* **Supplied text**:

- - - - -

Background information
- Born: 11 January 1984 (age 42) Rangoon, Burma
- Genre: Hip hop
- Occupations: Singer; Rapper; Actor;
- Instrument: Voice
- Years active: 2002–present

= Ye Lay =

Burmese hip hop singer-songwriter

Ye Lay (ရဲလေး; born Ye Htun Min on 11 January 1984) is a Burmese hip hop singer-songwriter, musician, actor and model. He is one of the stars of the Burmese entertainment industry.

In 2011, he was the subject of a hoax that claimed he had been stabbed in a fight. He published a 212-page autobiography entitled Mad...Sea (ရူးသွပ်ခြင်း...ပင်လယ်) on 25 March 2012.

In May 2013, he married Aye Mya Aung, the daughter of Burmese minister Aung Min. The couple then divorced in late 2017.

- - - - -

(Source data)
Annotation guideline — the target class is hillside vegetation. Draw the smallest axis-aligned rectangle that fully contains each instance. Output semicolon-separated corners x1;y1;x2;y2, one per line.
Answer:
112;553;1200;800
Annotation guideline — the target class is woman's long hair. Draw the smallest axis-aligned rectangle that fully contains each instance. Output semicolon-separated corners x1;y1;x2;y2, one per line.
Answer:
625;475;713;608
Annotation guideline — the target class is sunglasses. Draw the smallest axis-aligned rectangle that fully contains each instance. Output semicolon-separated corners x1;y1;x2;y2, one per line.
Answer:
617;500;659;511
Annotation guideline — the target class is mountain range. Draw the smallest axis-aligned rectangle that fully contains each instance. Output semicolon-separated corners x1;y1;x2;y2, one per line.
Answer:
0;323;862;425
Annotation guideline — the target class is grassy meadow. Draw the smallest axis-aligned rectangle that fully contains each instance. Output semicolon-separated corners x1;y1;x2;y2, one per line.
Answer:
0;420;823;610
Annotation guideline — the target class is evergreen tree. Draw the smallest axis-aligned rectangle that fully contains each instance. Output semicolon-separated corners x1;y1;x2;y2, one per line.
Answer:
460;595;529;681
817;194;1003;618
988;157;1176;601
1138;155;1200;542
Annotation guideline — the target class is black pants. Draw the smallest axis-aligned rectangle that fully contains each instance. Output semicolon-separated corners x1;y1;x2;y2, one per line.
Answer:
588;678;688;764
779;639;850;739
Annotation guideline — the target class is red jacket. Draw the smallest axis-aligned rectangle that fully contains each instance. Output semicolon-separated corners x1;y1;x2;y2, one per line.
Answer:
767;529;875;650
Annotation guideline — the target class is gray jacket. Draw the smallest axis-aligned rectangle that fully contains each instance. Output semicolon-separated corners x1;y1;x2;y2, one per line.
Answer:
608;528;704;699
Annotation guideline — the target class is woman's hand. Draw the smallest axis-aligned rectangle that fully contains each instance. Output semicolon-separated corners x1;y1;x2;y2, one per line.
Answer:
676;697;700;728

- - - - -

* **Set of tasks**:
1 > In the Ye Lay biography, how many pages long is his autobiography?
2 > Pick up the Ye Lay biography after its last sentence and keep writing it.

* **Solved tasks**:
1 > 212 pages

2 >
==Discography==
===Solo albums===
- Kya Taw Nhint That Sine Thaw (ကျွန်တော်နှင့် သက်ဆိုင်သော) (2005)
- Eain အိမ် (2006)
- Third Kar Yan (တတိယကာရန်) (The Third Rhyme) (2009)
- Ya Kauk Bawa Phit Nay Htaing Chin (ရကောက်ဘဝဖြင့် နေထိုင်ခြင်း) (2014)
- Nauk Ta Kauk (နောက်တစ်ခေါက်) (Once More) (2015)
- Aung Myin Mhu Kha Yee Sin (အောင်မြင်မှုခရီးစဉ်)
- First Live Concert (2008)
- Selection (2017)

==TV show==
He was involved as a Judge in Myanmar Idol season 1 (2015-2016).